● **DIRECTION 1**:
In three sentences, summarize the text on photography law outdoors.

The Law and Photography - Outdoors


With more and more people becoming ‘street’ photographs whether deliberately, or not in some cases, it might be wise to re-cap some of the generally held beliefs, misunderstandings and myths surrounding legality of taking photographs in public places. Many People are very shy of taking snaps out of doors now and they do not have to be. You have to be doing something very exceptional to actually break the law.

Some history. Lets start by looking at this from the police’s point of view. A few years ago when so called terrorism threats seemed to be at their highest the police on our streets got rightly jumpy. There were incidents of completely law abiding citizens being stopped and even arrested for perfectly innocent private or domestic photography – not even for financial gain – just taking pictures for themselves, often of themselves. You may remember the case of the BBC Journalist who was ’stopped’ for taking a photograph of St Pauls Cathedral one pleasant Summer evening. In many ways we have him to thank for drawing these over reactions to public attention as he did not go quietly. Around that time, ten years or so ago, many people were being unlawfully harassed by the police and other law ‘enforcement organisations’. This happens much less now. You are more likely to have trouble with poorly informed members of the public which can be more dangerous.

Most of the police’s excess zealotry revolved around the Section 44 Stop and Search when extended under the Terrorism Act. This still exist but has been softened somewhat in view of the large number of wholly unjustifiable cases of ‘stopping’ the general public and the resultant outcry.

● **DIRECTION 2**:
Rescale the part of the listing that opens with the line containing "Where is each instance of the tree" and runs through the end of the listing. Reproduce those lines only, requests included, with every point coordinate in the answers multiplied by 1.2 and rounded to the nearest whole number, halves rounded up.

Items for identifying locations:
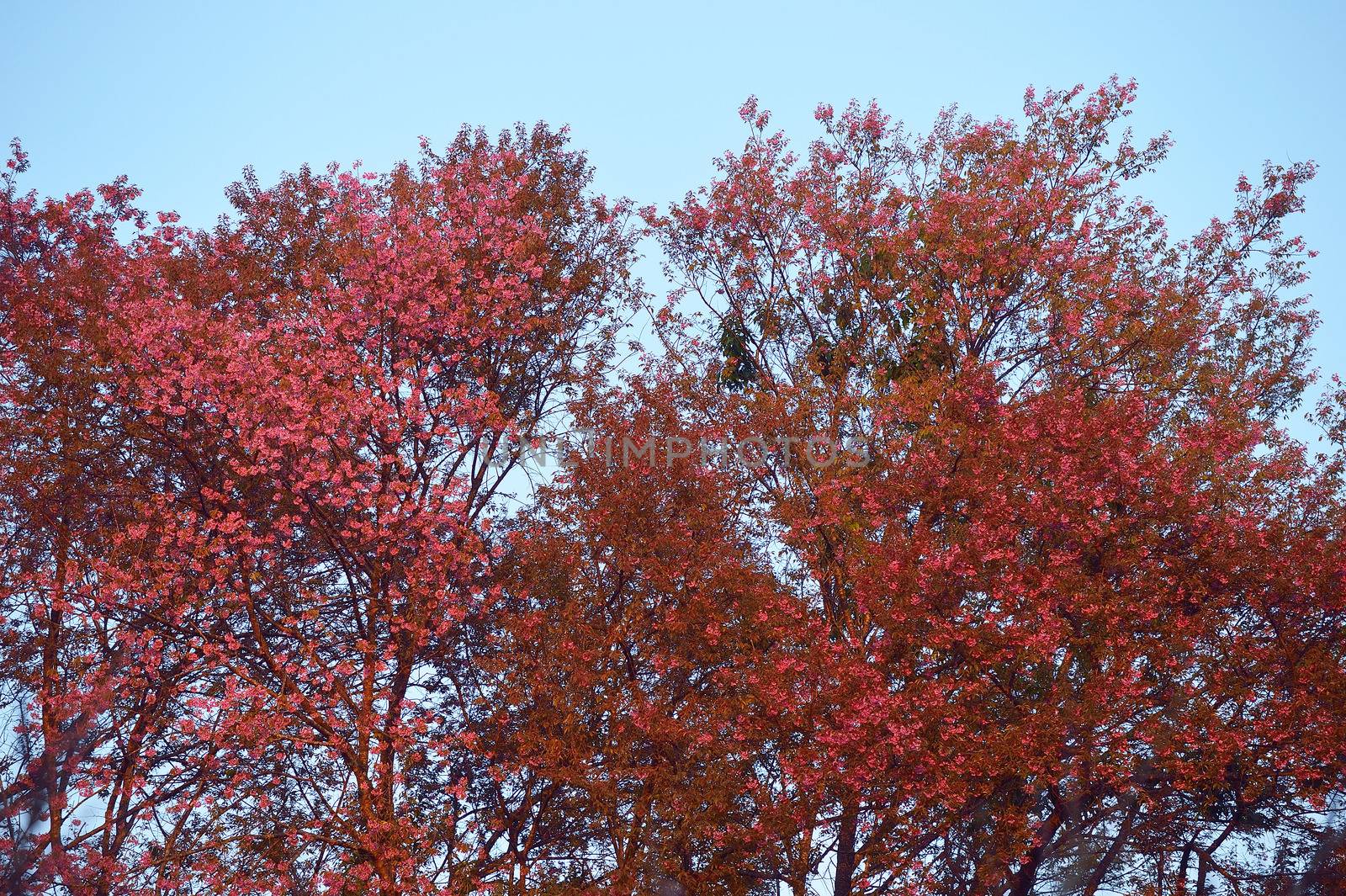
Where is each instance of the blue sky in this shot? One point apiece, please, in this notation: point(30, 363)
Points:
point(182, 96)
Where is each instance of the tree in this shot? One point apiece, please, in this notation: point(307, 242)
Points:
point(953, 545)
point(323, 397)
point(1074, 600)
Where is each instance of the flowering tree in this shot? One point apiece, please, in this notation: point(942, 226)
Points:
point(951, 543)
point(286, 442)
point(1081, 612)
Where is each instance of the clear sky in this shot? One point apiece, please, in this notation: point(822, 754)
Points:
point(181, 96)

● **TASK SOLUTION 1**:
People need not be shy about taking photographs outdoors, because breaking the law would require doing something very exceptional. About ten years ago, when terrorism threats seemed highest, police stopped and sometimes arrested law-abiding people for innocent photography, mostly under Section 44 Stop and Search as extended by the Terrorism Act. That power has since been softened after public outcry, and photographers are now more likely to have trouble with poorly informed members of the public.

● **TASK SOLUTION 2**:
Where is each instance of the tree in this shot? One point apiece, please, in this notation: point(307, 242)
Points:
point(1144, 654)
point(388, 476)
point(1289, 720)
Where is each instance of the flowering tree in this shot? One point apiece, please, in this notation: point(942, 226)
Points:
point(1141, 652)
point(343, 530)
point(1297, 734)
Where is each instance of the clear sky in this shot? One point apiece, please, in this notation: point(822, 754)
Points:
point(217, 115)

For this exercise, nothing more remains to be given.